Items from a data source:
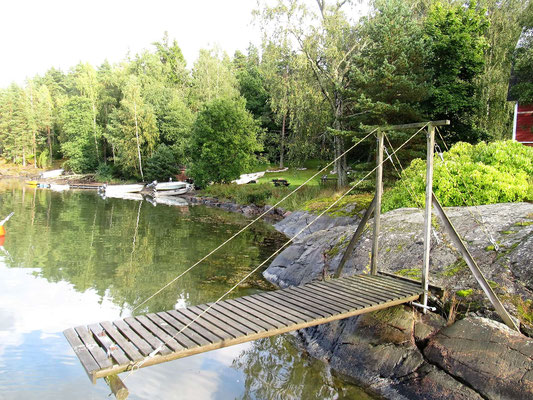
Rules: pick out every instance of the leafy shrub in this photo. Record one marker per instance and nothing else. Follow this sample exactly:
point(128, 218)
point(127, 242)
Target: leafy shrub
point(497, 172)
point(224, 139)
point(162, 165)
point(104, 172)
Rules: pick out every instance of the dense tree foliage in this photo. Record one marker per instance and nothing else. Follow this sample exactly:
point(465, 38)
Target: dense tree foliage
point(321, 77)
point(223, 142)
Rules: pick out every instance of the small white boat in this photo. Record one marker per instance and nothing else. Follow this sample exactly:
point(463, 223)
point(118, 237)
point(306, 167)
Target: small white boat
point(52, 174)
point(59, 188)
point(166, 193)
point(171, 201)
point(133, 188)
point(122, 195)
point(166, 186)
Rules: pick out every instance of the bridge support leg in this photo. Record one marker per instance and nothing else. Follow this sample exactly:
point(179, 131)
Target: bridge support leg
point(427, 213)
point(456, 239)
point(117, 387)
point(355, 237)
point(377, 208)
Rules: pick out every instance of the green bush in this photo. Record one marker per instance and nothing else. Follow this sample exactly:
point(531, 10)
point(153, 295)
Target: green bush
point(498, 172)
point(162, 165)
point(104, 172)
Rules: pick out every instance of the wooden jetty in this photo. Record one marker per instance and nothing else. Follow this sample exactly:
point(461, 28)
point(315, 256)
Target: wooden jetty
point(108, 348)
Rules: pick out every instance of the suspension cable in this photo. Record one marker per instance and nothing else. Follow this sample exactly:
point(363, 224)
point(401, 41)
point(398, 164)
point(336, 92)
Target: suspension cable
point(249, 224)
point(480, 221)
point(412, 191)
point(139, 364)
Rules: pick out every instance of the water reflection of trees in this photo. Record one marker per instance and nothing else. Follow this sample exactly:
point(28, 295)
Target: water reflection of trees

### WHAT IS REQUIRED:
Your answer must be an exact copy of the records above, with every picture left out.

### RESULT OF THE TASK:
Rules: pick out every instance of the leafy shrub in this photo. Record one marker per instance and nothing else. Follow this sample exactly:
point(128, 218)
point(127, 242)
Target: leafy shrub
point(497, 172)
point(224, 139)
point(162, 165)
point(104, 172)
Rules: pick out every instance of the dense tree foliage in this photo. Record one marker per instance and nothing else. Follow this sample exactly:
point(465, 38)
Target: dense tree foliage
point(321, 77)
point(223, 142)
Rules: pick out every instance of the small white boat in this photo. Record one marker per instance and nothing else. Follow this sample exactly:
point(463, 223)
point(118, 237)
point(306, 167)
Target: small white boat
point(52, 174)
point(59, 188)
point(166, 193)
point(171, 201)
point(133, 188)
point(122, 195)
point(166, 186)
Rules: pick out every instance of the bridge support leg in this photo. Record one marker per instance and nothing else. Follow this sample exactly:
point(179, 131)
Target: bridge support leg
point(427, 213)
point(456, 239)
point(117, 387)
point(355, 237)
point(377, 208)
Rules: pick out every instance of the green bush in this photo. Record one marker per instance and nothing else. Follow this sample exactly:
point(531, 10)
point(153, 295)
Target: green bush
point(498, 172)
point(162, 165)
point(104, 172)
Rules: pick out every instance of the wooden jetty in this photo. Record one marker per instance and nothing else. Follow this sample exactly:
point(461, 28)
point(315, 256)
Target: wooden jetty
point(108, 348)
Rules: pick out every instance of the suspension cable in this photo. Record one marker per instance and nothing else. Follow this sample exactly:
point(363, 224)
point(401, 41)
point(398, 164)
point(336, 92)
Target: suspension cable
point(249, 224)
point(480, 221)
point(412, 191)
point(139, 364)
Rules: pick out every instance of the water reflection of trees in this photo. Record one marker per instance and nothing else. Follow this sample exactly:
point(28, 295)
Target: water reflection of trees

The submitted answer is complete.